WORK INSTRUCTIONS:
Render the records below as a numbered list with one entry per line, dropping blank lines and leaving the pictures out.

INFORMATION GIVEN:

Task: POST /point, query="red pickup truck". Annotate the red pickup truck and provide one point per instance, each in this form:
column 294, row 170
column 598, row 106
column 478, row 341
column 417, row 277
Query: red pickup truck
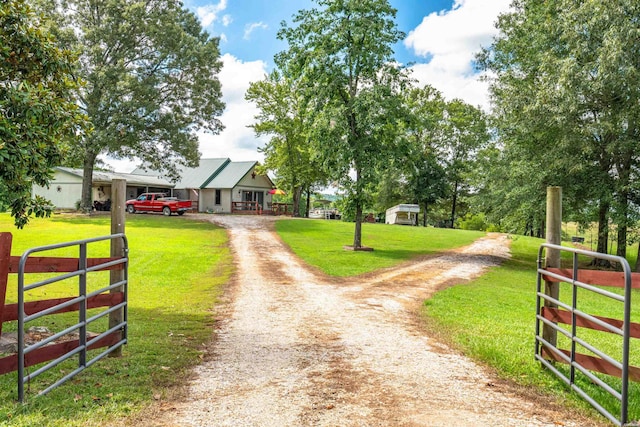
column 158, row 202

OUTPUT FOR THIS EXERCISE:
1. Task: POST /point, query="red pickup truck". Annotate the red pickup truck and provide one point per instance, each in this form:
2. column 294, row 170
3. column 598, row 106
4. column 478, row 341
5. column 417, row 277
6. Query: red pickup truck
7. column 158, row 202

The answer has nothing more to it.